Start of Provided data

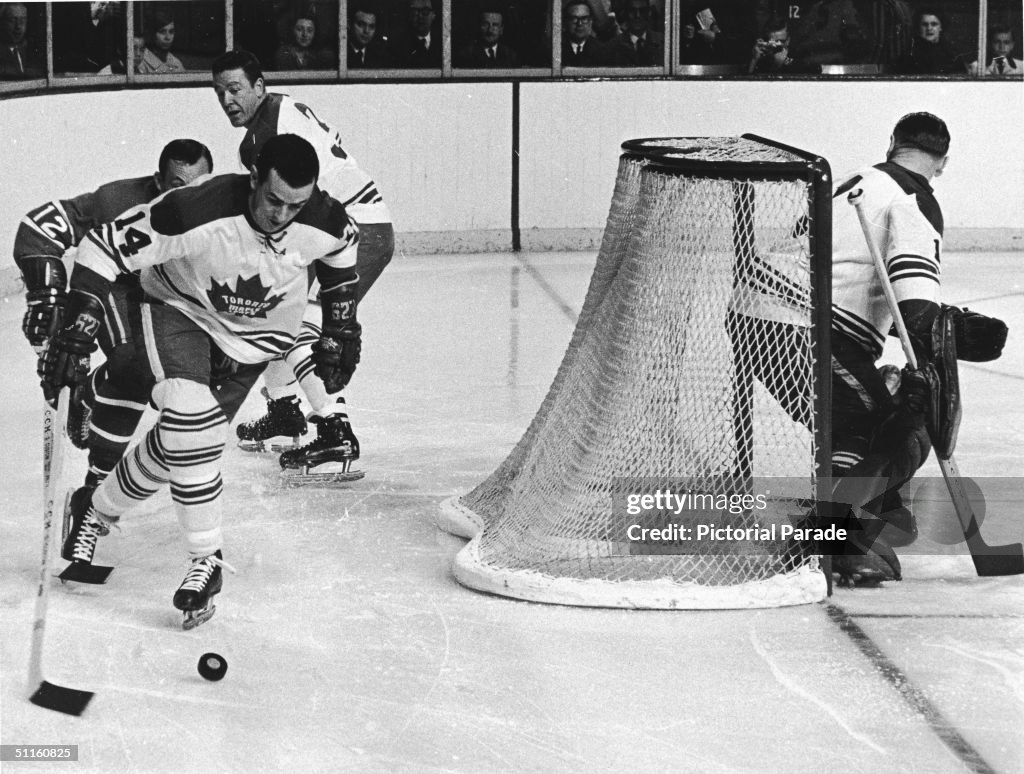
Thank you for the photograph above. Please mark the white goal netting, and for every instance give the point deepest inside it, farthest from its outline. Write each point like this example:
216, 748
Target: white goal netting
693, 372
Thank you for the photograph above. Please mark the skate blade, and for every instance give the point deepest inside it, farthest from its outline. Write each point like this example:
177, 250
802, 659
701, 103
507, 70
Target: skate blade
194, 617
84, 572
270, 445
296, 477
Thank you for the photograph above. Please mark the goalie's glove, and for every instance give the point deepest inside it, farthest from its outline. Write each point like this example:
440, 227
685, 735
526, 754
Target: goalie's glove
979, 338
45, 280
65, 359
916, 389
336, 354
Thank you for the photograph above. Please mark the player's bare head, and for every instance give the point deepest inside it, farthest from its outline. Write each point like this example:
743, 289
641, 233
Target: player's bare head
238, 81
921, 131
283, 180
182, 161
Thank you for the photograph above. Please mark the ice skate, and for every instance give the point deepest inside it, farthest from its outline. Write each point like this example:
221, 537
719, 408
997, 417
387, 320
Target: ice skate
279, 430
326, 460
82, 527
867, 569
203, 582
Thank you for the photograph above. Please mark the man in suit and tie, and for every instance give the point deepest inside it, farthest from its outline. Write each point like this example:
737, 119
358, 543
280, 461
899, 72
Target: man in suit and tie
420, 46
365, 49
643, 45
580, 47
488, 50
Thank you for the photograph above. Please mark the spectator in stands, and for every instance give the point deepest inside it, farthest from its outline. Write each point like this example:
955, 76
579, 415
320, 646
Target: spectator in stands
419, 45
365, 48
1000, 47
580, 47
830, 33
644, 43
930, 54
17, 58
300, 51
157, 57
702, 40
488, 50
89, 38
770, 54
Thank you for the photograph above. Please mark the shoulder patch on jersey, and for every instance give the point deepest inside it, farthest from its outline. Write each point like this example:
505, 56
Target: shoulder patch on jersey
184, 209
847, 186
263, 127
913, 184
326, 213
114, 198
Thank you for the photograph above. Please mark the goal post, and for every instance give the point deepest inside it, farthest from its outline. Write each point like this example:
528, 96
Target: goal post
685, 434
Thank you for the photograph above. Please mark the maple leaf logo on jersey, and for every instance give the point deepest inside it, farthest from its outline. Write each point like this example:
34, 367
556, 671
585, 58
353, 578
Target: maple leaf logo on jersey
249, 299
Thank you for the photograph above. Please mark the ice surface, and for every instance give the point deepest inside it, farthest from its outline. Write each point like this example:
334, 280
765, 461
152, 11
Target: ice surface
350, 647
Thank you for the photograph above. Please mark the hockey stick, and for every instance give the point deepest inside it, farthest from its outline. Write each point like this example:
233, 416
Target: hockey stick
988, 560
49, 695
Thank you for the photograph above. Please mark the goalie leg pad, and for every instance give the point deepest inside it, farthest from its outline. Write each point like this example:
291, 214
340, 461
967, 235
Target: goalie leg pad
944, 417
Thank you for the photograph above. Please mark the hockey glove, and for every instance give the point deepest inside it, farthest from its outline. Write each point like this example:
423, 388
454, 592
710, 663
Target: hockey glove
65, 359
45, 280
44, 314
979, 338
336, 354
915, 390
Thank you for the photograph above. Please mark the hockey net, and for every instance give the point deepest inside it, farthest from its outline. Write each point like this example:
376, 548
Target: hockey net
697, 369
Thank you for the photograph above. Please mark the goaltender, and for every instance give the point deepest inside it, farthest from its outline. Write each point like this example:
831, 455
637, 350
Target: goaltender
881, 434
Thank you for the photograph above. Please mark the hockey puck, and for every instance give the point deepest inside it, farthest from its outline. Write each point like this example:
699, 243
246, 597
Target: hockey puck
212, 665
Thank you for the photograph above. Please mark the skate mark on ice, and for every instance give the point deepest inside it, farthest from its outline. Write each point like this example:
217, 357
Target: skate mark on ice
790, 684
912, 695
422, 703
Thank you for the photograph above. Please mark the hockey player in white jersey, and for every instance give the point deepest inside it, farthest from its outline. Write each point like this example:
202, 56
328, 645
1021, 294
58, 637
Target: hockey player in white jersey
879, 436
241, 89
225, 271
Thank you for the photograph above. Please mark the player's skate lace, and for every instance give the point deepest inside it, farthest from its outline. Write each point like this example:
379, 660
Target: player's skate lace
283, 418
202, 568
85, 542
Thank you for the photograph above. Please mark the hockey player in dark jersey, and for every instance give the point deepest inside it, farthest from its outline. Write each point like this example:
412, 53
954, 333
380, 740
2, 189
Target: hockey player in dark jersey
224, 268
44, 237
239, 83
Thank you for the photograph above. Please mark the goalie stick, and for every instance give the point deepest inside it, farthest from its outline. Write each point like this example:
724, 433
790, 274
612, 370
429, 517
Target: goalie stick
988, 560
46, 694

End of Provided data

--- Task requirements ---
Set the entries down again exactly. Do not include the images.

--- Answer section ---
Thank you for the photograph above. Please mark the white goal netting, and for every instance give the point deepest inside it, farthest from its outline. Write each point like this example:
216, 748
Target: white goal netting
693, 372
Thank you for the photograph above. Please mark the skate blade, and for every instance give the point deepest inside it, farthest from its outline. Write each point like this example:
177, 250
802, 659
701, 103
507, 70
Target: skate blade
194, 617
84, 572
270, 445
296, 477
Thank you for the photograph above. Please mark the goalie's glove, and for every instance give the point deepest inside it, farthest from its outline. Write each point like this example:
440, 227
685, 735
526, 754
Target: goalie's glove
979, 338
45, 280
65, 359
916, 389
336, 354
Thank you for the photograph above. Please mark the player's bare head, and for every instance give the point deepest inside it, farthest from its outline. Write each point like this example:
743, 289
641, 233
Target: player's bare head
238, 81
921, 131
283, 180
182, 161
Thank you for the photograph above. Please mark the ice skate, and for every instance give the point deepest inside it, farthest from its outline. Write each point like this example:
221, 537
719, 408
997, 417
387, 320
Target: ice skate
279, 430
326, 460
82, 527
867, 569
203, 582
Thank you for the photograph above. Please mark the man in suit and tie, and for every instance give the point deepest inside it, farthest from its outline. Write each point like this example:
737, 119
358, 543
280, 461
899, 72
Target: man in suit and tie
420, 46
365, 49
643, 45
580, 47
488, 50
Thank you for the photograph above. Please mark the spectator in stands, and for every instance give the point deepest inside it, farthest from its outline. Write each point like this example:
955, 76
579, 415
320, 646
Target: spectator in stands
419, 45
365, 48
1000, 47
580, 47
830, 33
644, 43
930, 54
17, 58
300, 51
157, 57
702, 40
488, 50
89, 38
770, 54
Thank you for the photograph above. Please mark the shoulder patch on jersey, and for every instance give the point deepest inside it, farthest from its outline. Write each point like this example:
505, 56
Target: shoulder patch on jersey
184, 209
847, 186
263, 127
913, 184
326, 213
114, 198
Thank you for the photograph above. Please mark the goal post, and for every instance give the point deepest inside it, farthest from its outline. Write each point like this example:
528, 96
Target: goal post
685, 434
Thank you for the photograph above. Please mark the maple leaf logo on jersey, and for every instance give the point deepest inside it, farthest from its outline. Write each point like this example:
34, 367
556, 671
585, 58
353, 578
Target: maple leaf logo on jersey
249, 299
Thank you for the photograph above. Please mark the ice surface, and for every instance give the point deepest inside it, farthest from its outline. Write each point like this example:
334, 280
765, 461
152, 11
Target: ice surface
350, 647
Thank you for the photograph above. Please mark the hockey stick, and for every instance give the point deepest inside it, farthest from its outline. Write each point like this example:
233, 416
Target: hockey stick
988, 560
49, 695
Thank you for the photograph above. Please mark the goalie leg pad, and for every instance give the point deepest inside it, farthest from its outline. Write each point like this example:
291, 214
340, 461
967, 235
Target: goalie leg pad
944, 417
Thank you for the photograph above. Please mark the hockey glove, and for every instance give the point deepest inside it, farthest from its outline. Write each point like this example:
423, 388
454, 592
710, 663
Target: hockey glove
65, 359
45, 280
44, 314
979, 338
336, 354
915, 390
Thank you for the photograph above. Please mark the hockey net, and for every instance give the point deepest inside it, farthest from its outline. Write each point like this example:
376, 548
Target: hockey net
697, 369
Thank you for the photograph above. Please mark the goaltender, and for every instance give the point deepest inside it, farthest from its outline. Write each point like this example:
831, 455
637, 350
Target: goaltender
881, 434
Thank you for the photograph above. Please mark the hockey puck, and for every instance give the point deepest inside it, farthest from its outline. Write each point like this example:
699, 243
246, 597
Target: hockey puck
212, 665
Thank you for the photograph above. Please mark the skate mark on ice, and for every instance give the point deepest inside it, farthest from its outline. Write each point like this example:
217, 357
Target: skate mark on ice
790, 684
912, 695
422, 703
Thank you for the photograph above. Please mark the hockey player in white jersey, and for every instance give the point deepest inside it, farthest from its outline. Write each point like this example:
202, 56
328, 645
1021, 294
58, 637
Target: hockey player in white jersey
879, 436
241, 89
225, 271
Thank you for the photograph above. Please mark the player's skate lace, and for every instance give the point deepest inside it, farthest from its outline. Write each point like this example:
379, 660
Target: player's skate lace
283, 418
202, 568
85, 542
Thank you for the photograph above. Please mark the hockey player in dark jersey, and for every instance give the point deepest inside it, farthest from its outline. Write each point like this example:
412, 53
954, 333
380, 740
2, 189
Target: hockey player in dark jersey
224, 268
44, 237
239, 83
Thank you for the photograph above. Please mark the goalie stick, and for every instance give the point deepest inside it, farthest from its outline. Write each point like this example:
724, 433
790, 274
612, 370
429, 517
Target: goalie stick
988, 560
46, 694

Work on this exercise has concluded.